- Written exercise 1: In the source excerpt on media coverage of two baseball teams, how many APNews.com stories about the Yankees appeared in week 26?

- Source excerpt:
============
Rationale

First-level agenda setting theory suggests that the amount of coverage a topic receives can influence the audience’s view on its importance. In other words, if a topic gets more coverage, it is deemed more important.

Based on this theory, the purpose of this analysis is to examine how the media allocates attention to competing topics, like the Boston Red Sox and the New York Yankees.

By counting the APNews articles about each team, we can see which team gets more attention and is perceived as more important.

Hypothesis

Weekly APNews coverage volume of the Boston Red Sox and the New York Yankees differed during the first nine months of 2025.

Variables & Method

The dependent variable in the analysis was the weekly APNews.com coverage volume of the two baseball teams. The independent variable was the team, either “Red Sox” or “Yankees.” Key words and phrases used to identify stories about the Red Sox were: “Red Sox”, “Boston Red Sox”, and “BoSox.” Key words and phrases used to identify stories about the Yankees were: “Yankees”, “New York Yankees”, and “Bronx Bombers.”

Eventually, a paired-samples t-test will be used to assess the statistical significance of coverage volume between the two teams.

Results & Discussion

The figure below summarizes each team’s weekly coverage across the first 40 weeks of the year. It appears that the coverage of the New York Yankees exceeded the coverage of the Boston Red Sox.

The most notable difference in APNews.com’s coverage appeared to be in week 26, which was the week from June 23 to June 29. The Yankees had a story count of 45, compared to only 18 stories about the Red Sox. I did some quick searching and Aaron Judge surpassed 30 home runs on June 29th, which made him the first player in MLB history to reach 30 home runs and 110 hits before the month of July. During that same time, the Red Sox dropped five of six games to the LA Dodgers and the Toronto Blue Jays, both teams that eventually advanced to the World Series.

The peak for Boston Red Sox stories came in week 25, with 25 published stories mentioning the team. Upon a deeper review of their schedule, the Red Sox traveled to San Francisco to face the Giants just one week after trading them their best hitter, Rafael Devers. The first game against his former team likely contributed to the spike in media attention.

Overall, the results suggest differing coverage of the two teams and possible nonrandom patterns in media attention, where spikes for one team may correspond to dips in coverage of the other.

Code:

Here is the code that produced this figure.

# ============================================
# APNews text analysis (First-level agenda-setting theory version)
# ============================================

# ============================================
# --- Load required libraries ---
# ============================================

if (!require("tidyverse")) install.packages("tidyverse")
if (!require("tidytext")) install.packages("tidytext")

library(tidyverse)
library(tidytext)
============
- Written exercise 2: Express the part of the listing that opens with the line containing "Return one point for each instance of the woman's" and continues through the end of the listing as a Markdown table with the columns Row and Listing line, leaving out blank lines.
============
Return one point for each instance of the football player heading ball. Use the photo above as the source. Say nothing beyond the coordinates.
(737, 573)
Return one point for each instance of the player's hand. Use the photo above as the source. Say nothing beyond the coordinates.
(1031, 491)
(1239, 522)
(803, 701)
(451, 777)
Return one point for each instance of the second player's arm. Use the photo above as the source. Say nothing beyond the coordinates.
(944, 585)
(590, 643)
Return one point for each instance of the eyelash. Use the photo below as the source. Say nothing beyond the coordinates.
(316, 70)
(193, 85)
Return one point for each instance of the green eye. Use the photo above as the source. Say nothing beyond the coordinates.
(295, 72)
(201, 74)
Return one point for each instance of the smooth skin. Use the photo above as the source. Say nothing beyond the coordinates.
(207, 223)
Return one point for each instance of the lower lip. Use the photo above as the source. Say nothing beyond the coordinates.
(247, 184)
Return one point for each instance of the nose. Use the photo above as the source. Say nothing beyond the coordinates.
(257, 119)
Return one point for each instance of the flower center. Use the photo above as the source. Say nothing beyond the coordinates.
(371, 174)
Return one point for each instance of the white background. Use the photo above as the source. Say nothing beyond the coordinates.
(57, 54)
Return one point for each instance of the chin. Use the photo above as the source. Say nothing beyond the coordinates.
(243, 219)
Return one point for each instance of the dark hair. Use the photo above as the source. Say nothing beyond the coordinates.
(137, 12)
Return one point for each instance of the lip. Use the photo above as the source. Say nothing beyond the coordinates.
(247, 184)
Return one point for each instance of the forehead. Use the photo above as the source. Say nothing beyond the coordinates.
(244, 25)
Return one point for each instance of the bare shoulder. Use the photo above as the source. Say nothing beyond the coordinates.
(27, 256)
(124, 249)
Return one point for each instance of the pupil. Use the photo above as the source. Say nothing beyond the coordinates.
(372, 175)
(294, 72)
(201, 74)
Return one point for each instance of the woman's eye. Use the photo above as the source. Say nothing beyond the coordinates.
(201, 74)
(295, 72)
============
- Expected answer 1: 45

- Expected answer 2:
| Row | Listing line |
|---|---|
| 1 | Return one point for each instance of the woman's eye. Use the photo above as the source. Say nothing beyond the coordinates. |
| 2 | (201, 74) |
| 3 | (295, 72) |